WHAT YOU NEED TO DO:
(a) In the Poltergeist review, what purchase by Eric Bowen seems to hint at the War on Terror?
(b) Count the lines in the entries that contain the string "wall", treating case as significant, and give only the number.

GIVEN PASSAGE:
*****

While it has difficulty outpacing a rote script, the rest of the cast is similarly lively. Rockwell especially departs from his predecessor by finding the insecurity lurking beneath his typically cool façade: he might present a sarcastic, smarmy exterior in public, but his private moments are marked by desperation. Through him, the film almost discovers a reason to update the original: where Hooper’s film dug up the corpses of 60s and 70s turmoil during Reagan’s Morning in America, this one is set in the shadow of the recession. Having lost his job, Eric Bowen wants nothing more than to provide for his family, so he rashly splurges on luxuries even as stores deny his various credit cards. His decision to buy a lawn drone seems to hint at the War on Terror and speaks to a stark reality: life is much different than it was 33 years ago, our ideals of suburban America twisted in the three decades hence.
Why, then, is this Poltergeist so unwilling to engage that? Retracing the original film’s steps is anathema to the point: on its surface, Poltergeist is about disquieted ghosts terrorizing a family, but its blending of Hooper’s macabre sensibilities and Spielberg’s nostalgic Americana transforms it into a brilliant allegory for the unrested spirits of Vietnam, now paved over by suburbs crawling with counterculture troopers turned into Yuppies. If the 80s were an age of excess, they were also one of denial, so when those corpses spring forth from the Freeling lawn, they’re a symbolic reminder of what’s been buried and suppressed.
When the same thing happens to the Bowens, it’s not symbolic of anything; rather, it’s the latest peek-a-boo scare in the latest remake that’s unwilling to explore beyond its familiar title. Poltergeist only reminds us that we don’t repress our ghosts anymore—instead, we let them roll off of an assembly line into suburban multiplexes without giving much thought about the implications.
*Insert obligatory Hooper/Spielberg joke here, but just know that no one will ever accuse Sam Raimi of ghost-directing this latest outing.

*****

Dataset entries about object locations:
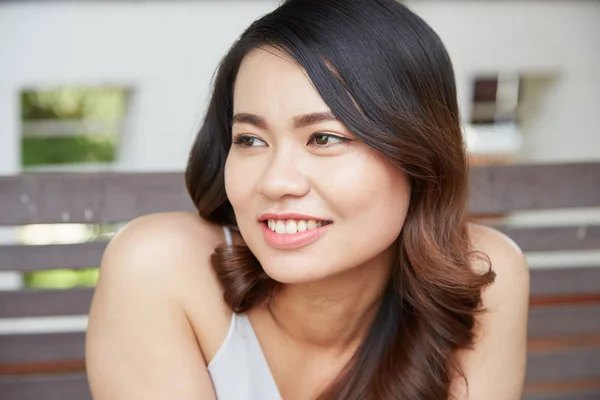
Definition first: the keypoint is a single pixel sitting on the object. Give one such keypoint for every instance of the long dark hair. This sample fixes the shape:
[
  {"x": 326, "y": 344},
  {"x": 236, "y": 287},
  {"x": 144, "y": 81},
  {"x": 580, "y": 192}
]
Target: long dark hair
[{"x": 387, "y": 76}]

*****

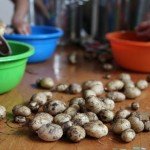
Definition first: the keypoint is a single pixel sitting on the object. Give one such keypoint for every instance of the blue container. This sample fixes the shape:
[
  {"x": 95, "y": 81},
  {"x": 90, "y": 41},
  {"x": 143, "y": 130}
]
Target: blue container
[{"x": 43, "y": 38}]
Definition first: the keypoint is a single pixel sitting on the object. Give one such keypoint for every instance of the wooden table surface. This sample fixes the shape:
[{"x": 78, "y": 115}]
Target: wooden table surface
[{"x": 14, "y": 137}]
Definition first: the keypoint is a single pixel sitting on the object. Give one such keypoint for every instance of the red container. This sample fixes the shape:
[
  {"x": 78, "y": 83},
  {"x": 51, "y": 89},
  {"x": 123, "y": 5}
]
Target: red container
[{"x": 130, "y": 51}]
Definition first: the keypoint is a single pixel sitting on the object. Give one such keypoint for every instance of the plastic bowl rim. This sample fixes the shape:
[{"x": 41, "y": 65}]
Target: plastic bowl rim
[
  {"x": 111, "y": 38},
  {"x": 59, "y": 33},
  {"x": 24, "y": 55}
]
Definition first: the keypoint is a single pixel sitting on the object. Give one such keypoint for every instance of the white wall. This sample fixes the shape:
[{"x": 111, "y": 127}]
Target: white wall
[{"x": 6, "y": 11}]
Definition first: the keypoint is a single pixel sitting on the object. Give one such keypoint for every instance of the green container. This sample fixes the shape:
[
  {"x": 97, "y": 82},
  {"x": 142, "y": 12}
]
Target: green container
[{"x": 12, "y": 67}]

*****

CORRECT ANSWERS:
(a) A lawn drone.

(b) 2